══ TEXTO DE ORIGEM

A credulidade inocente de boa parte da população usuária das mídias
sociais é um risco e um problema que ainda não foi suficientemente
abordado pela imprensa. Uma postagem absurda em um
blog
(10/5) quase desconhecido espalhou-se pela blogosfera, pelo Facebook e o
Twitter, e quase convenceu muita gente que o governo federal iria
subsidiar garotas de programa em 2 mil reais ao mês. Por alguns dias,
muita gente acreditou que a administração Dilma Rousseff iria pagar
algum tipo de auxílio às profissionais do sexo.
A
Rádio Criciúma
(16/5) comentou o bizarro fato, mas não captou a malícia do autor da
mentira publicada: “Mesmo a ‘notícia’ sendo totalmente descabida e o
blog ser exclusivamente preenchido com textos de humor, muitos
internautas compartilharam nas redes sociais, sem conferir a veracidade,
causando revolta dos indignados – que também não procuraram se
informar, com a suposta ajuda às garotas de programa. Foram tantas
pessoas tomando a informação como verídica que levaram à ira a senadora
petista Ana Rita (PT), do Espírito Santo”.

════
══ LINHAS DE DADOS

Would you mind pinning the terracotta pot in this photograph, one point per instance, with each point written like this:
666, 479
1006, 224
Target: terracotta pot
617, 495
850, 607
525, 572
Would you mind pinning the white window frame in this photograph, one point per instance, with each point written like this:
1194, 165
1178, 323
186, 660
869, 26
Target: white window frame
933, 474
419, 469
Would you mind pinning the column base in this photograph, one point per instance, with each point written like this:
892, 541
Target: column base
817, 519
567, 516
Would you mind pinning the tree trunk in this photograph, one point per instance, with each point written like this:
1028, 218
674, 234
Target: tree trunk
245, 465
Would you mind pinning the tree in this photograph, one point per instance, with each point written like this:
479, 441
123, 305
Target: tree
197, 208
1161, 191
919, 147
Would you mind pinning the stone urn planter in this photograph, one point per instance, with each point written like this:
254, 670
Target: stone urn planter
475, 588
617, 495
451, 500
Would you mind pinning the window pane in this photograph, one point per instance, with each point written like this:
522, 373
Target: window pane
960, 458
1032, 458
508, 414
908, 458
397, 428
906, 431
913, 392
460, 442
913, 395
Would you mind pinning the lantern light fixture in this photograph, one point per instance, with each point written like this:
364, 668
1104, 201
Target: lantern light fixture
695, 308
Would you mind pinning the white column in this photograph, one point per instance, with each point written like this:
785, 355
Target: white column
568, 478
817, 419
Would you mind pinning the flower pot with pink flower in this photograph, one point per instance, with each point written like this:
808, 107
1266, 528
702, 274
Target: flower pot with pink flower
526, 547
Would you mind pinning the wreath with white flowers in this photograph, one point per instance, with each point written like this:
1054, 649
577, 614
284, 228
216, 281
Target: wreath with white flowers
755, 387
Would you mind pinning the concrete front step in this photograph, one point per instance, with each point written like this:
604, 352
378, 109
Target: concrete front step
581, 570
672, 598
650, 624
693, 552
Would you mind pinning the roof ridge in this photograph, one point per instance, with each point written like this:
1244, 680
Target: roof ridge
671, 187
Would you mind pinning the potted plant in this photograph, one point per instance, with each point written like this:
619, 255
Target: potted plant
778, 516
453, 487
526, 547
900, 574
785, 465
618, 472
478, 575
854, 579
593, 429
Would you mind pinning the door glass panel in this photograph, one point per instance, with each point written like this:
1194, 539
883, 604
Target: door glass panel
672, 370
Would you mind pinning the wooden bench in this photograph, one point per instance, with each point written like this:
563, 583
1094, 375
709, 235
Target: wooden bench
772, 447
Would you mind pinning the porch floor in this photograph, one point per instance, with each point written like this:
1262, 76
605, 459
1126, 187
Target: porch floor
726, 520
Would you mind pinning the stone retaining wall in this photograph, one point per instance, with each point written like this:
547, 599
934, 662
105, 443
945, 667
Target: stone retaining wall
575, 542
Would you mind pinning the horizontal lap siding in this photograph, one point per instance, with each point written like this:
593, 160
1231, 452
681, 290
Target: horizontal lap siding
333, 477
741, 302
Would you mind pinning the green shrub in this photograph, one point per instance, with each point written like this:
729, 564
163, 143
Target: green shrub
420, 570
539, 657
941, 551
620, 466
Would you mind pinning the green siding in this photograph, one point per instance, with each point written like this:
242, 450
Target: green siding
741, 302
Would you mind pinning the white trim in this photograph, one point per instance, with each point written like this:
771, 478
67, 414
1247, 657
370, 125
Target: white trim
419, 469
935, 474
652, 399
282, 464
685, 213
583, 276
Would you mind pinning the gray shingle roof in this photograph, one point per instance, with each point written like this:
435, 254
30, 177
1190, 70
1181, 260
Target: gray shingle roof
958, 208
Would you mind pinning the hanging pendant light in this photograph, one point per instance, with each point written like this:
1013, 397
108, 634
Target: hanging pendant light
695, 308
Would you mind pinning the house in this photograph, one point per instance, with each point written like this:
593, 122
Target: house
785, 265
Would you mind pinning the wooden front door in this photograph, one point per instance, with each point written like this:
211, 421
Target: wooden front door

════

▶ **TAREFA ESCRITA 1**:
Transcreva do texto sobre a notícia falsa o trecho que vai de “A credulidade inocente” até “profissionais do sexo.”.
▶ **TAREFA ESCRITA 2**:
Liste os lugares por onde a postagem absurda se espalhou, segundo o texto sobre a notícia falsa.
▶ **TAREFA ESCRITA 3**:
Escreva a continuação do texto sobre a notícia falsa a partir do ponto em que ele para.

▶ **RESULTADO 1**:
A credulidade inocente de boa parte da população usuária das mídias
sociais é um risco e um problema que ainda não foi suficientemente
abordado pela imprensa. Uma postagem absurda em um
blog
(10/5) quase desconhecido espalhou-se pela blogosfera, pelo Facebook e o
Twitter, e quase convenceu muita gente que o governo federal iria
subsidiar garotas de programa em 2 mil reais ao mês. Por alguns dias,
muita gente acreditou que a administração Dilma Rousseff iria pagar
algum tipo de auxílio às profissionais do sexo.

▶ **RESULTADO 2**:
blogosfera, Facebook, Twitter

▶ **RESULTADO 3**:
O problema é que o blogueiro atribuiu a proposta supostamente aprovada no Senado à senadora do PT, que
desmentiu tudo e prometeu colocar a Polícia do Senado atrás do autor da falsa notícia. O diário
Estado de Minas (16/5) e a
Agência Senado
(no mesmo dia) publicaram a notícia. O blogueiro desconhecido, que se
identifica como “Joselito Müller, o homem do jornalismo destemido”
permaneceu altaneiro e desafiador: “Podem processar que eu não tenho
medo”, dizia “Joselito”. Ao mesmo tempo,
desculpou-se à senadora, prometeu revelar seu nome e reconheceu o erro.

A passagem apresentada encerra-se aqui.